§ **Request**: Please write out every line of the records below word for word, leaving the pictures out.

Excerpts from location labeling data

※ ※ ※

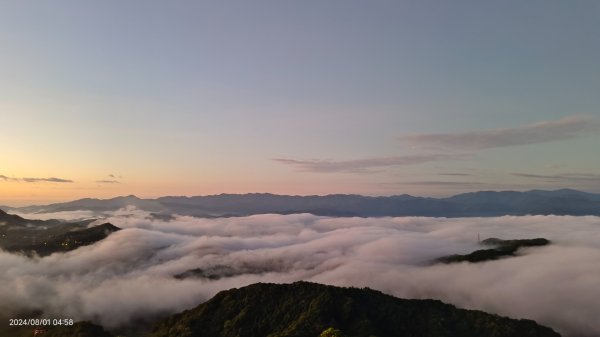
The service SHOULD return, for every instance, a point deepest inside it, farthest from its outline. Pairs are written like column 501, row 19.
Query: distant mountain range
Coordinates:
column 306, row 309
column 483, row 203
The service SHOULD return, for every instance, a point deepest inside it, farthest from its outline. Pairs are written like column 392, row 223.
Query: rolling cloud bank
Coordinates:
column 131, row 274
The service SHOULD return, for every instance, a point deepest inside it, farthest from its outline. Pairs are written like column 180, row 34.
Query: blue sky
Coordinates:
column 246, row 96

※ ※ ※

§ **Reply to the exercise**:
The service SHOULD return, for every instance, a point deepest inside it, farthest from its outline. Pairs are written like column 501, row 19.
Query: distant mountain range
Coordinates:
column 306, row 309
column 483, row 203
The service SHOULD return, for every instance, a point deepest inside it, farthest from its outline. Pairs are written like column 392, row 223.
Query: rolling cloud bank
Coordinates:
column 131, row 274
The service SHOULD return, for every instance, a point deepest inside it, farthest from its outline. Pairs are written like column 180, row 34.
Query: blue sky
Coordinates:
column 246, row 96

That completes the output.